Reading text: Begin

It is difficult these days to mark a low ebb in politics. We stand on the shore and watch as the tide goes out and out and out, and then instead of turning around and coming back in, it goes out farther.
For many years the benchmark of Congressional iniquity was the McCarthy hearings of the early 1950s. They centered on the attempts by Senator Joseph McCarthy, a Republican from Wisconsin, to root out the Communists wherever they were hiding...even if there weren't any. McCarthy used insult and humiliation to attack intelligence and creativity, using a shared anti-intellectualism to ruin the lives and careers of writers, actors, journalists, and even other politicians.
However, his dismal crusade ended when he took on the U.S. Army, which the senator considered lax in security. The army hired Joseph Welch to defend it. One day, feeling typically invincible, McCarthy accused one of Welch's young assistants of being a Communist. It was then that Welch uttered the words that ended McCarthy's career. "Until this moment, Senator," Welch said, "I think I never really gauged your cruelty or your recklessness." When McCarthy tried to continue, an angry Welch stopped him cold. "Let us not assassinate this lad further, senator. You have done enough. Have you no sense of decency, sir? At long last, have you no sense of decency?"
Welch's line that day has reverberated through history—he was the right man with the right words at the right time. And yet today, he and his words would be ridiculed.

Reading text: End
Provided material: Begin

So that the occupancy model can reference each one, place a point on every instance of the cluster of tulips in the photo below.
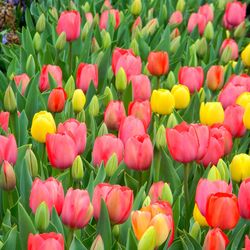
(126, 127)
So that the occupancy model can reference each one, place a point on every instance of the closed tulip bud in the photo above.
(41, 23)
(42, 217)
(9, 101)
(94, 106)
(7, 177)
(78, 100)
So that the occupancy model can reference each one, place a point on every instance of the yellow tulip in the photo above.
(211, 113)
(162, 102)
(181, 96)
(42, 124)
(240, 167)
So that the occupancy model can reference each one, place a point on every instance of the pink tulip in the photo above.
(138, 152)
(129, 127)
(104, 147)
(114, 114)
(8, 149)
(85, 74)
(192, 77)
(70, 23)
(61, 150)
(77, 131)
(54, 71)
(118, 199)
(49, 191)
(77, 209)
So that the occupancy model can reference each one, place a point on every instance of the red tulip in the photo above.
(244, 199)
(8, 149)
(56, 100)
(104, 147)
(22, 79)
(142, 111)
(54, 71)
(138, 152)
(130, 126)
(77, 131)
(222, 211)
(234, 120)
(70, 23)
(105, 18)
(118, 199)
(235, 14)
(192, 77)
(77, 209)
(158, 63)
(85, 74)
(49, 191)
(61, 150)
(114, 114)
(4, 120)
(205, 188)
(46, 241)
(197, 20)
(215, 240)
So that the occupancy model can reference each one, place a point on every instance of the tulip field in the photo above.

Provided material: End

▶ Brief: Repeat word for word everything in the McCarthy hearings text from "For many years" down to "even other politicians.". Work from the text alone.

▶ Answer box:
For many years the benchmark of Congressional iniquity was the McCarthy hearings of the early 1950s. They centered on the attempts by Senator Joseph McCarthy, a Republican from Wisconsin, to root out the Communists wherever they were hiding...even if there weren't any. McCarthy used insult and humiliation to attack intelligence and creativity, using a shared anti-intellectualism to ruin the lives and careers of writers, actors, journalists, and even other politicians.